OPDRACHTEN:
1 > Wie zou volgens het plan in de brontekst als enige nog de naam van bedreigde en anonieme getuigen kennen?
2 > Citeer uit de brontekst het stuk van "Minister Opstelten van" tot en met "strafdossier terecht komen.".

BRONTEKST:

++++++

Minister Opstelten van Veiligheid en Justitie wil de identiteit van bedreigde en anonieme getuigen beter afschermen, door ze alleen nog maar een nummer te geven. Enkel de politie zou dan nog maar hun naam weten. De andere partijen in het strafproces zouden hun identiteit niet kennen.
Opstelten maakte dat vandaag bekend tijdens een overleg in de Tweede Kamer over de georganiseerde criminaliteit. Hij reageerde op het VVD-Kamerlid Hennis-Plasschaert. Volgens haar durven slachtoffers van afpersingen door motorclubs vaak geen aangifte te doen, uit angst voor represailles. Opstelten zei dat het OM met een verruimde handleiding komt voor anonieme en bedreigde getuigen. Onderdeel daarvan is dat aangiften enkel op nummer in een strafdossier terecht komen.

++++++

GETOOND MATERIAAL:
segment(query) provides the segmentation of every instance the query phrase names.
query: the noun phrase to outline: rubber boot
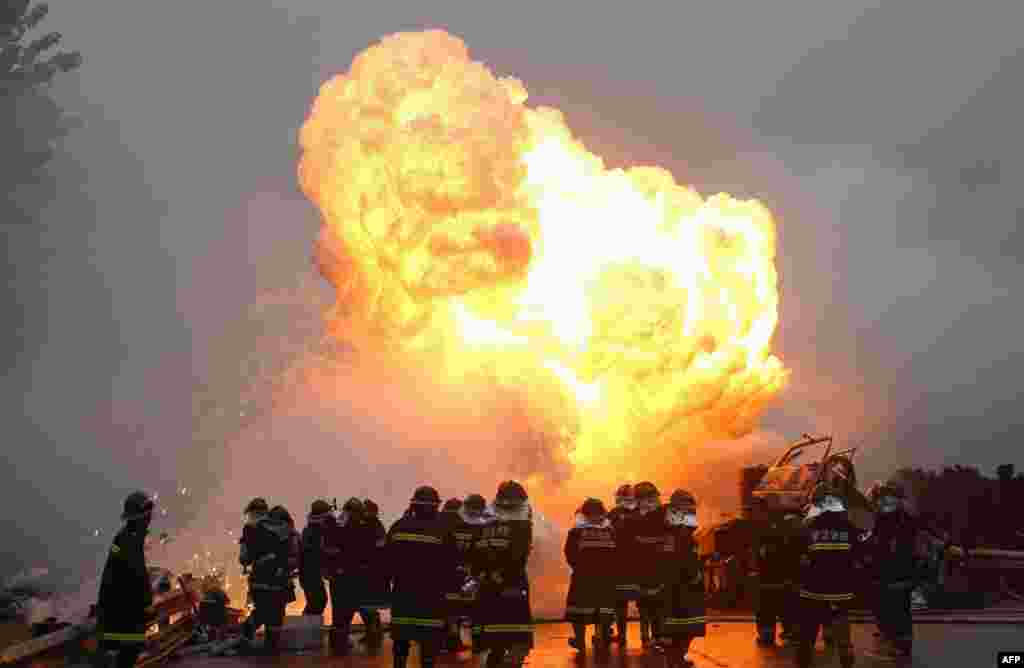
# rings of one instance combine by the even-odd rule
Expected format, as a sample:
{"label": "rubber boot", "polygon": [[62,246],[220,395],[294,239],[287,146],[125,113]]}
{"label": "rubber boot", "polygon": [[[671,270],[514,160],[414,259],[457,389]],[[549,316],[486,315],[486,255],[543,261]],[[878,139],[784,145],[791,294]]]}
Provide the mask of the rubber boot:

++++++

ANTWOORDEN PER OPDRACHT:
1 > De politie.

2 >
Minister Opstelten van Veiligheid en Justitie wil de identiteit van bedreigde en anonieme getuigen beter afschermen, door ze alleen nog maar een nummer te geven. Enkel de politie zou dan nog maar hun naam weten. De andere partijen in het strafproces zouden hun identiteit niet kennen.
Opstelten maakte dat vandaag bekend tijdens een overleg in de Tweede Kamer over de georganiseerde criminaliteit. Hij reageerde op het VVD-Kamerlid Hennis-Plasschaert. Volgens haar durven slachtoffers van afpersingen door motorclubs vaak geen aangifte te doen, uit angst voor represailles. Opstelten zei dat het OM met een verruimde handleiding komt voor anonieme en bedreigde getuigen. Onderdeel daarvan is dat aangiften enkel op nummer in een strafdossier terecht komen.